Records of labeled boxes:

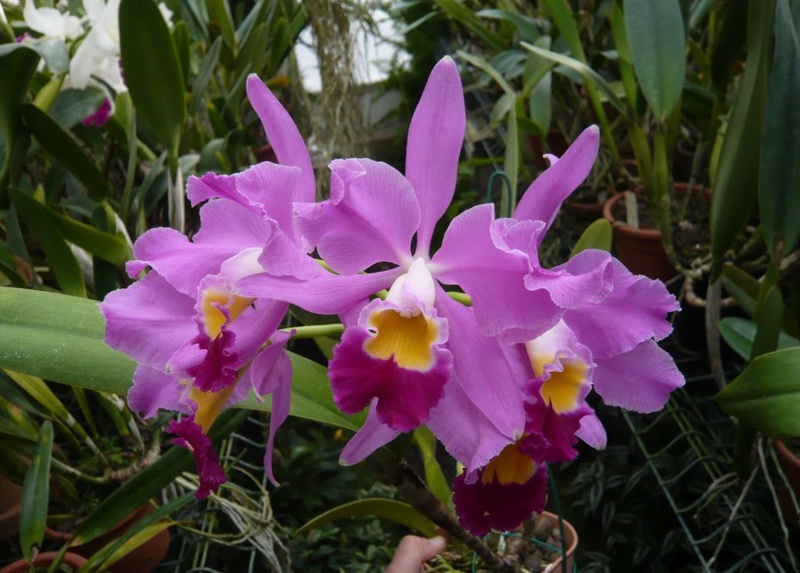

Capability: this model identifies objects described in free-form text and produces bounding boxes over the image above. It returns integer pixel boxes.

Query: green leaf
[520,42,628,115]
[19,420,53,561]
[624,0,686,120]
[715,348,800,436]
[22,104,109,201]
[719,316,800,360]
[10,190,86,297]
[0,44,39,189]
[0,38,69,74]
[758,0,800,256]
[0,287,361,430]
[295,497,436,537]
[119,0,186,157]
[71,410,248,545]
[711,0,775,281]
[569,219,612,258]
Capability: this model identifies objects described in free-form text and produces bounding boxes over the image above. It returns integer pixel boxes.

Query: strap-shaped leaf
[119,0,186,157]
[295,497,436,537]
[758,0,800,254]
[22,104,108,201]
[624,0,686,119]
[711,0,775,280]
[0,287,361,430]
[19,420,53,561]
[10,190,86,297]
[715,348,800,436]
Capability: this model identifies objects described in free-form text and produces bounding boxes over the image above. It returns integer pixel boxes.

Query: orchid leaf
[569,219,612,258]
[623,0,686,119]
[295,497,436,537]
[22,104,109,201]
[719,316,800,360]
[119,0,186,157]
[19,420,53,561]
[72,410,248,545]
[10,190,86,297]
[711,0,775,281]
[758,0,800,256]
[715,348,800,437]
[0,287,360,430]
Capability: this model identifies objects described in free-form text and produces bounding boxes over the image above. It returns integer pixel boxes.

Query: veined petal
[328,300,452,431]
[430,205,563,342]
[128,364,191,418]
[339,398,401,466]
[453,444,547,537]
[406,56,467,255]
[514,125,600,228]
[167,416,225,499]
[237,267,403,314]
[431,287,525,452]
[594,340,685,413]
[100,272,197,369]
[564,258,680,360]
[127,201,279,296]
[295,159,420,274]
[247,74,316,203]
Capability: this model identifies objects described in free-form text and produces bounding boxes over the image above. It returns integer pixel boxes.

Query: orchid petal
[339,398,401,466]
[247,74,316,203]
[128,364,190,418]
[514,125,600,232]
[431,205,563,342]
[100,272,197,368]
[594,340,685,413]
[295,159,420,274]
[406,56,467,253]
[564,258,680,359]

> _Task to complete_: Convert all the rows above into a JSON list of strings, with one string for each line. Omit blank lines, and leave the pictures out of your answer.

> _In response_:
[
  "Capability: this model identifies objects described in free-form text and produces bounding boxes over the image above. It returns integer pixel boxes.",
  "Query: green leaf",
  "[520,42,628,115]",
  "[19,420,53,561]",
  "[624,0,686,120]",
  "[715,348,800,436]",
  "[22,104,109,201]",
  "[719,316,800,360]",
  "[10,190,86,297]",
  "[0,44,39,189]",
  "[0,38,69,74]",
  "[758,0,800,256]",
  "[0,287,361,430]",
  "[295,497,436,537]",
  "[119,0,186,157]",
  "[71,410,248,545]",
  "[711,0,775,281]",
  "[569,219,612,258]",
  "Capability: this model identifies objects described in free-form text and produces bounding boxes over the image above. It returns integer pixel boxes.",
  "Query: strap-shaped leaf",
  "[119,0,186,157]",
  "[295,497,436,537]",
  "[758,0,800,254]",
  "[22,104,108,201]",
  "[624,0,686,119]",
  "[711,0,775,280]",
  "[0,287,361,430]",
  "[19,420,53,561]",
  "[10,190,86,297]",
  "[715,348,800,436]",
  "Capability: this model identifies objects described in free-form text and produces bounding boxes over the image above. It returns integer pixel boxes.",
  "Query: orchid leaf",
  "[569,219,612,258]",
  "[623,0,686,119]",
  "[295,497,436,537]",
  "[22,104,109,201]",
  "[719,316,800,360]",
  "[119,0,186,157]",
  "[19,420,53,561]",
  "[72,410,248,545]",
  "[10,190,86,297]",
  "[711,0,775,281]",
  "[758,0,800,256]",
  "[715,348,800,437]",
  "[0,287,360,430]",
  "Capability: this model identifies objects described in free-form text and produces bounding boxes over the image above. It returns integer pixel boxes.",
  "Query: veined petal",
  "[328,300,452,431]",
  "[430,205,563,342]",
  "[128,364,191,418]",
  "[339,398,401,466]",
  "[453,444,547,537]",
  "[406,56,467,255]",
  "[514,125,600,228]",
  "[167,416,225,499]",
  "[237,267,403,314]",
  "[431,287,525,452]",
  "[594,340,685,413]",
  "[100,272,197,369]",
  "[564,258,680,360]",
  "[127,201,279,296]",
  "[295,159,420,274]",
  "[247,74,316,203]",
  "Capability: this model identifies objects described in free-form text and produces bounding boxes over the image above. It returns integer pixel boxes.",
  "Query: orchid petal",
  "[339,398,401,466]",
  "[247,74,316,203]",
  "[128,364,190,418]",
  "[514,125,600,232]",
  "[431,205,563,342]",
  "[100,272,197,368]",
  "[594,340,685,413]",
  "[295,159,420,274]",
  "[406,56,467,253]",
  "[564,258,680,359]"
]